TO DO
Change "shrub" to "bush" in the lines running from the start of the material through the line containing "[[53, 188]]". Write out only those lines again, leaving everything else unchanged.

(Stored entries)
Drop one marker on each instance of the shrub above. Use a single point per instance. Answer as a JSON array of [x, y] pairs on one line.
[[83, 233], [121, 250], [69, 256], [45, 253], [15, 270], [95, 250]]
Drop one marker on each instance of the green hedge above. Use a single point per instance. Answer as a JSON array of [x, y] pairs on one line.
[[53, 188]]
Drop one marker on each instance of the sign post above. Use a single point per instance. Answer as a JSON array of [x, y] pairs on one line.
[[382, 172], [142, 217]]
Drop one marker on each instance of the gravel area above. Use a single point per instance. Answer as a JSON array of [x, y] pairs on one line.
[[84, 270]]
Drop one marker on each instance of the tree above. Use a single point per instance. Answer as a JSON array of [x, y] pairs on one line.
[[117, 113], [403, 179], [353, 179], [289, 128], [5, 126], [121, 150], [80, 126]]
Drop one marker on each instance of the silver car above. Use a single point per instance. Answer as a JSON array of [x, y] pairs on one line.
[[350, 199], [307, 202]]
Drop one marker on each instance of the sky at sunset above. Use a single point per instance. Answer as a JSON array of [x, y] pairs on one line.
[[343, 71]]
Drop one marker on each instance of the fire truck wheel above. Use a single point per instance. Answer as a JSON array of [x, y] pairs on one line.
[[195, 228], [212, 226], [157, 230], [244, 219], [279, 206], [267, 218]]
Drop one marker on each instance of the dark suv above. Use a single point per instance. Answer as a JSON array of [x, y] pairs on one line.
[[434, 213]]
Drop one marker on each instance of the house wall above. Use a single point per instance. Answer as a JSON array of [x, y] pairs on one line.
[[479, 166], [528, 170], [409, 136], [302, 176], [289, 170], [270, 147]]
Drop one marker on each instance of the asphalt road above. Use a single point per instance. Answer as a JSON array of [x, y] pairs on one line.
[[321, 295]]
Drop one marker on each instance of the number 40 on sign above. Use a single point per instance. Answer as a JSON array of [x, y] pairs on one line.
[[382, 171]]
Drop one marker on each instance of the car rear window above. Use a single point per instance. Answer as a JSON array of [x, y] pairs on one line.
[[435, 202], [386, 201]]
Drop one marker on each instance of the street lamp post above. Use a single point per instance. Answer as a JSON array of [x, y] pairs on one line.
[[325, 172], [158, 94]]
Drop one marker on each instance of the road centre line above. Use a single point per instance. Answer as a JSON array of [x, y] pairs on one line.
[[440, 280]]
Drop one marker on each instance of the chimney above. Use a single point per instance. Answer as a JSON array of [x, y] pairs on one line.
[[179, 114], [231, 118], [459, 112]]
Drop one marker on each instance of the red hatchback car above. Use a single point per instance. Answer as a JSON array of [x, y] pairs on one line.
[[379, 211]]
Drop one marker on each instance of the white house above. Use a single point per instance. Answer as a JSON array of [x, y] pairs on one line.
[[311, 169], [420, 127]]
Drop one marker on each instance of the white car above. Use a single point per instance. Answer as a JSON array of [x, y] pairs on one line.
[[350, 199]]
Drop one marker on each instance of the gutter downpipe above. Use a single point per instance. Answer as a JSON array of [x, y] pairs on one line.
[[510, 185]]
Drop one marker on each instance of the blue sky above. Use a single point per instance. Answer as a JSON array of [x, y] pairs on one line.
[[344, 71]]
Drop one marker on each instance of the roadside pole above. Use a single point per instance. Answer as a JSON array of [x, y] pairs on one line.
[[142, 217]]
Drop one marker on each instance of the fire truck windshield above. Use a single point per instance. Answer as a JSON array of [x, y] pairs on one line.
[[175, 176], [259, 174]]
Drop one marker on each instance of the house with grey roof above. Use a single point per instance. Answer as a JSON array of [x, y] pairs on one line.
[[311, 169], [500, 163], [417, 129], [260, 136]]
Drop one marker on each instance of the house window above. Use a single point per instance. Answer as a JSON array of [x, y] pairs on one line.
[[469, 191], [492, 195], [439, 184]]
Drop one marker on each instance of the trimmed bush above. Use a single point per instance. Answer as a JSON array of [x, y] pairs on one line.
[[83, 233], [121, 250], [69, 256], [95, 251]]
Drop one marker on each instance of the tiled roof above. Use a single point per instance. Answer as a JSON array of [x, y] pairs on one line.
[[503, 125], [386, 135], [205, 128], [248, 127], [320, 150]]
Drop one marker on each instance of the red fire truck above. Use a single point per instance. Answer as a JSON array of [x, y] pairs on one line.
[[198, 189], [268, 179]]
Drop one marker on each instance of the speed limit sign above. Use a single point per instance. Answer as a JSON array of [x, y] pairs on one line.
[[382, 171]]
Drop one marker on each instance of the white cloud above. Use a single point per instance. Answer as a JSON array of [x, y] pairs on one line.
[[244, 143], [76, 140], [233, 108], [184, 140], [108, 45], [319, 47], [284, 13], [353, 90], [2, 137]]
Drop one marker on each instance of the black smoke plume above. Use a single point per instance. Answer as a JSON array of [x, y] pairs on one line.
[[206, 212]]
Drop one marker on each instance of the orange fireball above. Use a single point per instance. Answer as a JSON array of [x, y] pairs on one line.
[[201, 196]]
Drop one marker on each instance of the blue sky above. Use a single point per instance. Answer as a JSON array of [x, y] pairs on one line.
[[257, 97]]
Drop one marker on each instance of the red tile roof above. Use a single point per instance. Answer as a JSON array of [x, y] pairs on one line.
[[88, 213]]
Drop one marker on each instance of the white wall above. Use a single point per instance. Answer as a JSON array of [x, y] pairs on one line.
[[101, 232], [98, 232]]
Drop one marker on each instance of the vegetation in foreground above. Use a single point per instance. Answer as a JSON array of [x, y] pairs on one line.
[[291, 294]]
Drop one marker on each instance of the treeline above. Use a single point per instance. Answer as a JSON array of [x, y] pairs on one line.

EXERCISE SOLUTION
Drop one marker on each instance of the bush above. Use a single point per instance. Answer as a JSON array of [x, y] pairs on one line.
[[83, 233], [121, 250], [69, 256], [45, 253], [15, 270], [95, 250]]
Drop one marker on each instance of the green hedge above. Use a single point per instance. Answer as a JSON array of [x, y] pairs on one line.
[[53, 188]]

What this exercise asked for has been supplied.